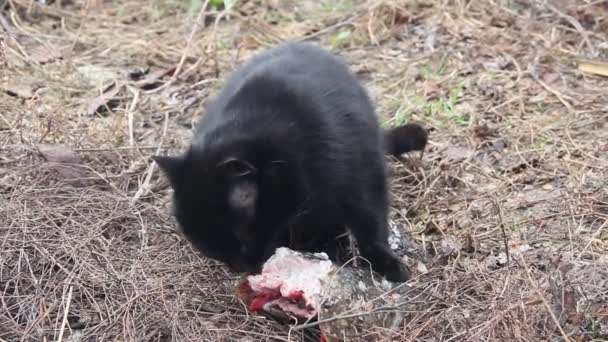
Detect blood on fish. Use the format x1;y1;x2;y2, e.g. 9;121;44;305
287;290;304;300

::::::::::

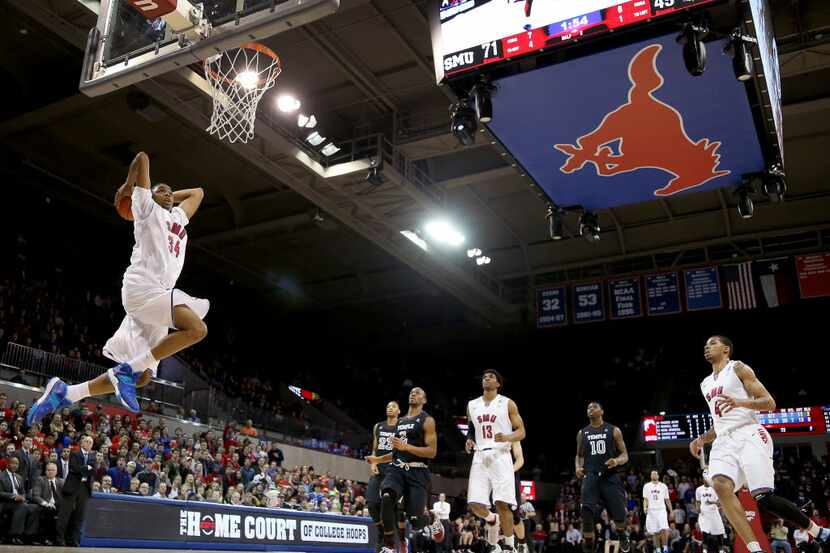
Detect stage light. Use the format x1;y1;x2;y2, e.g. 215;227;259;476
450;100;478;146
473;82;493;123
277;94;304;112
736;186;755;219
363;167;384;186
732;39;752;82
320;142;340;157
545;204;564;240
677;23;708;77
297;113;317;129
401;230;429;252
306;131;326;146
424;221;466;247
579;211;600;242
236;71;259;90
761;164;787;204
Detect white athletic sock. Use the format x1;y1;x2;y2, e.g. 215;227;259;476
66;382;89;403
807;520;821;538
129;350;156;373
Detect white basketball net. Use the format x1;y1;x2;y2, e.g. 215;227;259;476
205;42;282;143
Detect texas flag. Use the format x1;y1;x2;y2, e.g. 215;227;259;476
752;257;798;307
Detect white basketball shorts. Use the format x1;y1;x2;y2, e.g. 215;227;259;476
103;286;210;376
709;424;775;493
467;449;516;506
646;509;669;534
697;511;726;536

::::::::::

Copy the lines of the listing above word for word, starting at the line containing "Detect white athletic" and ending at the line containing "752;257;798;307", with both of those lines included.

Detect white athletic sock. Use the format x1;y1;x2;y2, e.g. 215;227;259;476
66;382;89;403
807;520;821;538
129;350;156;373
Detect white basketball net. Use the format x1;y1;x2;y2, e.g. 215;227;259;476
205;42;282;143
Detect texas flag. Use the format x1;y1;x2;y2, e.g. 215;227;259;476
752;257;798;307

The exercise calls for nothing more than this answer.